▸ Task instructions: Give these lines again with "evaluation set" swapped for "test set" everywhere it occurs, leaving the rest untouched and the pictures out.

▸ Records:
+++++

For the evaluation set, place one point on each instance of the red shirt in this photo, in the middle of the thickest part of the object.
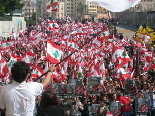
(125, 100)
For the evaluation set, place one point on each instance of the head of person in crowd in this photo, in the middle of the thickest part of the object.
(20, 71)
(102, 103)
(145, 87)
(114, 97)
(140, 94)
(49, 99)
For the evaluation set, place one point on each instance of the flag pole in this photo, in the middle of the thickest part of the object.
(64, 58)
(115, 21)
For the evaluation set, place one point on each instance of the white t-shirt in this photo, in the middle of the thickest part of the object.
(19, 98)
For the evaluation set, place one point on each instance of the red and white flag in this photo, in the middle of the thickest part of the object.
(54, 52)
(116, 5)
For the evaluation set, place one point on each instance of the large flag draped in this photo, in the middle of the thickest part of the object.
(54, 52)
(116, 5)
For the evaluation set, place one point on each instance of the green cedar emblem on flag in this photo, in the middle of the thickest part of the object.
(11, 63)
(56, 54)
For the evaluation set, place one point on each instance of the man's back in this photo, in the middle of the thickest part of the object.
(19, 98)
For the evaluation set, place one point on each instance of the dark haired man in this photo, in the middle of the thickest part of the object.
(18, 98)
(102, 109)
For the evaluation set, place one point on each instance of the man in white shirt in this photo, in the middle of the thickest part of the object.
(18, 98)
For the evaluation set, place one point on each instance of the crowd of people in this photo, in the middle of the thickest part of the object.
(90, 48)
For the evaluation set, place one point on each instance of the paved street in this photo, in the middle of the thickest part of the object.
(127, 30)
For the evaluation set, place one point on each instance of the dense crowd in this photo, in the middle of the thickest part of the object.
(97, 56)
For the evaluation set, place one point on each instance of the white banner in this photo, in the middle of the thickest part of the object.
(115, 5)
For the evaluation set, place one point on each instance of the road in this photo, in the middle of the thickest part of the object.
(128, 31)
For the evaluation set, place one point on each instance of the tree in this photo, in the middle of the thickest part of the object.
(81, 9)
(9, 6)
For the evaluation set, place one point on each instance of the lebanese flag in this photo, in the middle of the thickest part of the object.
(115, 5)
(12, 60)
(4, 67)
(37, 72)
(109, 114)
(54, 52)
(52, 5)
(63, 77)
(145, 37)
(55, 8)
(117, 53)
(7, 44)
(53, 25)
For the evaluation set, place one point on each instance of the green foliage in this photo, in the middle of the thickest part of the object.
(32, 20)
(9, 6)
(81, 8)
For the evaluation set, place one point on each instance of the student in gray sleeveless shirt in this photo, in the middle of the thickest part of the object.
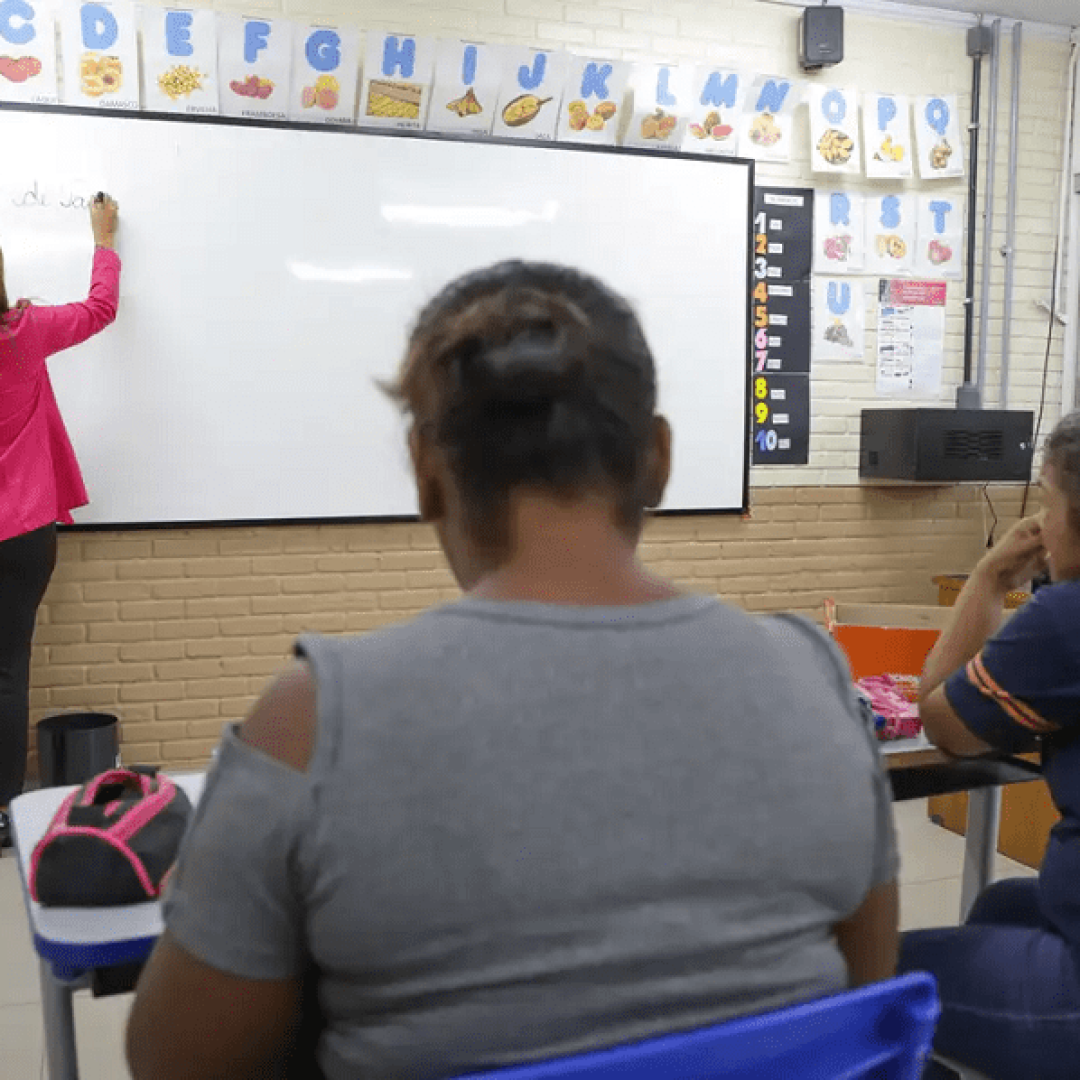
(575, 809)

+++++

▸ Result:
For the test set, place one point on each instance of the red shirt in this photo, in the middle of the thickest part of the object.
(125, 100)
For the test set, place one point on each instance of the head of person in crowd in this photo, in the middle of the thickest part of the object.
(20, 71)
(102, 103)
(145, 87)
(114, 97)
(140, 94)
(49, 99)
For the test set, place one point on each instance of the flag pole in this photo, in the middle of the thickest part of the object.
(64, 58)
(115, 21)
For the test set, place one point on each instance of the white t-shirt in this photo, in the middle of the thickest part of the object.
(19, 98)
For the test set, place one point on each instance of the red and white flag in this photo, in the middle of the thickest part of the object.
(54, 52)
(116, 5)
For the test set, place one point on each instance of the large flag draped in this photo, in the middle of the thickest part of the object.
(54, 52)
(116, 5)
For the test set, place one point on each instance of the green cedar emblem on flag in this photo, in the middle of the thickest part of the object.
(11, 63)
(56, 54)
For the test set, place one point on each instance of the man's back in this photo, in the middle of the thickest part of the object.
(19, 98)
For the test set, place one point on each instance of the dark haired man in this photo, in the middle of the thickest part of the object.
(18, 98)
(102, 109)
For the test set, place one point on each instance of the man in white shirt in this photo, in the middle of the thickest part of the object.
(18, 98)
For the test set, place one point on each instance of the crowd of people in this photo, in the middle of the thickest part of the object.
(90, 48)
For the test set, place one point on each instance of the paved street in this photo, in the middle of the thickest part of the object.
(127, 30)
For the test set, place one point on each instance of the dense crowd in this photo, in the middle of the thickest part of the object.
(97, 56)
For the test set, place one point on each instance of the white banner in this photo, in the middle of the thickest part of the object.
(115, 5)
For the test set, place one point on each instance of the road in this photo, in the middle of the thickest part of the object.
(128, 31)
For the test set, place one point on each instance of the tree in this photo, in the middle of the thickest part of the object.
(81, 9)
(9, 6)
For the test set, place one point on each instance of the lebanese flag in this photo, in the middle of the thickest part of the object.
(115, 5)
(12, 60)
(4, 67)
(37, 72)
(109, 114)
(54, 52)
(52, 5)
(63, 77)
(145, 37)
(55, 8)
(117, 53)
(7, 44)
(53, 25)
For the test set, place one point on each instance of the green foliage in this photo, in the middle of the thickest part of the object.
(32, 20)
(9, 6)
(81, 8)
For the test set, place one point on each instance of the student in gray sleeveless shirt in this photo, in the middle of the thickest part of the object.
(575, 809)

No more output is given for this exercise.